• [What you have to do]: Can you rewrite the entries below as a Markdown table with the columns "Row" and "Line", numbering each non-blank line and skipping the blank ones?

• [Supplied data]:
==========

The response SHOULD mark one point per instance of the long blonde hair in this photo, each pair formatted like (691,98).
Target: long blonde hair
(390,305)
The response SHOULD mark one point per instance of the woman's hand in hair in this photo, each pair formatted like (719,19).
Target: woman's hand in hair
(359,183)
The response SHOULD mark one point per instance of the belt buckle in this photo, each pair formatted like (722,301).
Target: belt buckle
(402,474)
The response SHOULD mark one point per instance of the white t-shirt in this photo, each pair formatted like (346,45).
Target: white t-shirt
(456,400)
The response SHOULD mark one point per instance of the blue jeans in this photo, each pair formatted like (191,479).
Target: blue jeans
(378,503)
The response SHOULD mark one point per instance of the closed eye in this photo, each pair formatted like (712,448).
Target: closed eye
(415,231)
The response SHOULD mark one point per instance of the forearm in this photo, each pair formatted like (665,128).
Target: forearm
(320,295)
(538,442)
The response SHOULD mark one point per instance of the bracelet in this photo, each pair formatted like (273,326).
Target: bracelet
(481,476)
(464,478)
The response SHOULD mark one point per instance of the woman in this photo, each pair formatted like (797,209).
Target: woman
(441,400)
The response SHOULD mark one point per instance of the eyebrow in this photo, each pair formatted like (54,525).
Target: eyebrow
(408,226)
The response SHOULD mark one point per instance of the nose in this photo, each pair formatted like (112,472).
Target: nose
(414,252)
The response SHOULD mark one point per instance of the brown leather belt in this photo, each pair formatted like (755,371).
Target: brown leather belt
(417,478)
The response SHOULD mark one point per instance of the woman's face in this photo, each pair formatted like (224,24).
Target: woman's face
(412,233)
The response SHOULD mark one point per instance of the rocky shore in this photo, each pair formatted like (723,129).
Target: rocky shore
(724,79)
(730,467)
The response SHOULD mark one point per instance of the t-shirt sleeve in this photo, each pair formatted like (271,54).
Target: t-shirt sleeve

==========

• [Response]:
| Row | Line |
|---|---|
| 1 | The response SHOULD mark one point per instance of the long blonde hair in this photo, each pair formatted like (691,98). |
| 2 | Target: long blonde hair |
| 3 | (390,305) |
| 4 | The response SHOULD mark one point per instance of the woman's hand in hair in this photo, each pair formatted like (719,19). |
| 5 | Target: woman's hand in hair |
| 6 | (359,183) |
| 7 | The response SHOULD mark one point per instance of the belt buckle in this photo, each pair formatted like (722,301). |
| 8 | Target: belt buckle |
| 9 | (402,474) |
| 10 | The response SHOULD mark one point per instance of the white t-shirt in this photo, each pair formatted like (346,45). |
| 11 | Target: white t-shirt |
| 12 | (456,400) |
| 13 | The response SHOULD mark one point per instance of the blue jeans in this photo, each pair formatted like (191,479). |
| 14 | Target: blue jeans |
| 15 | (378,503) |
| 16 | The response SHOULD mark one point per instance of the closed eye in this photo, each pair formatted like (712,448). |
| 17 | Target: closed eye |
| 18 | (415,231) |
| 19 | The response SHOULD mark one point per instance of the forearm in this photo, each pair formatted like (665,128). |
| 20 | Target: forearm |
| 21 | (320,295) |
| 22 | (538,442) |
| 23 | The response SHOULD mark one point per instance of the bracelet in this photo, each pair formatted like (273,326). |
| 24 | Target: bracelet |
| 25 | (481,476) |
| 26 | (464,478) |
| 27 | The response SHOULD mark one point per instance of the woman in this photo, each pair formatted like (797,209). |
| 28 | Target: woman |
| 29 | (441,400) |
| 30 | The response SHOULD mark one point per instance of the eyebrow in this photo, each pair formatted like (54,525). |
| 31 | Target: eyebrow |
| 32 | (408,226) |
| 33 | The response SHOULD mark one point per instance of the nose in this photo, each pair formatted like (112,472). |
| 34 | Target: nose |
| 35 | (414,252) |
| 36 | The response SHOULD mark one point per instance of the brown leather belt in this photo, each pair formatted like (755,371). |
| 37 | Target: brown leather belt |
| 38 | (417,478) |
| 39 | The response SHOULD mark one point per instance of the woman's face in this photo, each pair formatted like (224,24). |
| 40 | Target: woman's face |
| 41 | (412,233) |
| 42 | The response SHOULD mark one point per instance of the rocky shore in this photo, each pair formatted like (723,129). |
| 43 | Target: rocky shore |
| 44 | (724,79) |
| 45 | (730,467) |
| 46 | The response SHOULD mark one point per instance of the t-shirt sleeve in this photo, each pair formatted like (271,54). |
| 47 | Target: t-shirt sleeve |